WHAT TO WORK ON
Read the data and repeat all of it exactly.

STUDY MATERIAL

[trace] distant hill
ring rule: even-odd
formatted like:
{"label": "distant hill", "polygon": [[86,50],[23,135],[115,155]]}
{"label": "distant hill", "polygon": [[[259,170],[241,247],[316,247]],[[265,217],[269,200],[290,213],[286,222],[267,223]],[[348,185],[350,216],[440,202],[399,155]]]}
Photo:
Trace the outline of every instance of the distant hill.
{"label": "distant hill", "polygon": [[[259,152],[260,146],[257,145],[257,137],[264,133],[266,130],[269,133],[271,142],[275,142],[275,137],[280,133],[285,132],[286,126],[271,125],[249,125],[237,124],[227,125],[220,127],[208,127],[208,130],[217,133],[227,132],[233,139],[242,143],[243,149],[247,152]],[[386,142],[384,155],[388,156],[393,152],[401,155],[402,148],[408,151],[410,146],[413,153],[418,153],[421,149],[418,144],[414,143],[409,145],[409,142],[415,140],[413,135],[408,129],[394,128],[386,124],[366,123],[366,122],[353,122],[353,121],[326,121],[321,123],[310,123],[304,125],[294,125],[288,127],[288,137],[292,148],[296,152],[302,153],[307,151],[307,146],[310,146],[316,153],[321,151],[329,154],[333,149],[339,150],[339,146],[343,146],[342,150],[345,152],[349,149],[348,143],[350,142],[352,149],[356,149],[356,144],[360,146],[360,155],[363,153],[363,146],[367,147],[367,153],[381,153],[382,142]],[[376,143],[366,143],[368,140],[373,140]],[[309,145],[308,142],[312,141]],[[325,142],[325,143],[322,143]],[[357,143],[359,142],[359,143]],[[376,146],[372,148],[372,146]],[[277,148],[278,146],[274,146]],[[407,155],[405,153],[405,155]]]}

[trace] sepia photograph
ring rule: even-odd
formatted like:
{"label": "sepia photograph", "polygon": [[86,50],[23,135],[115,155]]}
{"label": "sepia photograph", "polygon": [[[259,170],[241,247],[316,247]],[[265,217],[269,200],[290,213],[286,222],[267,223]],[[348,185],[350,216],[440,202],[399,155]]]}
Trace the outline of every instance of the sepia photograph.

SOLUTION TO THIS PROBLEM
[trace] distant hill
ring rule: even-odd
formatted like:
{"label": "distant hill", "polygon": [[86,50],[23,135],[115,155]]}
{"label": "distant hill", "polygon": [[[259,170],[241,247],[316,247]],[[265,217],[269,200],[290,213],[286,222],[267,223]],[[348,185],[350,216],[440,202],[399,155]]]}
Photo:
Trace the outline of every instance of the distant hill.
{"label": "distant hill", "polygon": [[[259,152],[260,146],[257,145],[257,137],[264,133],[266,130],[269,133],[271,142],[275,142],[275,137],[280,133],[285,132],[286,126],[271,125],[249,125],[237,124],[227,125],[220,127],[208,127],[208,130],[217,133],[227,132],[233,139],[242,143],[243,149],[247,152]],[[386,142],[384,155],[388,156],[393,152],[401,155],[402,148],[408,151],[410,146],[413,153],[418,153],[421,149],[418,144],[414,143],[409,145],[409,142],[415,140],[413,135],[408,129],[394,128],[386,124],[366,123],[366,122],[353,122],[353,121],[326,121],[321,123],[310,123],[304,125],[294,125],[288,127],[288,137],[292,148],[296,152],[302,153],[307,151],[307,146],[310,146],[316,153],[321,151],[329,154],[333,149],[339,150],[339,146],[343,146],[342,150],[345,152],[349,149],[348,143],[350,142],[352,149],[356,149],[356,144],[360,146],[360,155],[363,153],[363,146],[367,147],[367,153],[381,153],[382,142]],[[376,143],[366,143],[368,140],[373,140]],[[309,145],[308,142],[312,141]],[[325,142],[325,143],[322,143]],[[357,143],[359,142],[359,143]],[[376,146],[372,148],[372,146]],[[277,148],[278,146],[274,146]],[[407,155],[405,153],[405,155]]]}

[trace] sepia photograph
ring rule: even-odd
formatted like:
{"label": "sepia photograph", "polygon": [[86,50],[23,135],[115,155]]}
{"label": "sepia photograph", "polygon": [[[259,170],[241,247],[316,247]],[[265,217],[269,200],[290,213],[286,222],[267,223]],[[348,185],[350,216],[440,202],[399,155]]]}
Trace the outline of every instance of the sepia photograph.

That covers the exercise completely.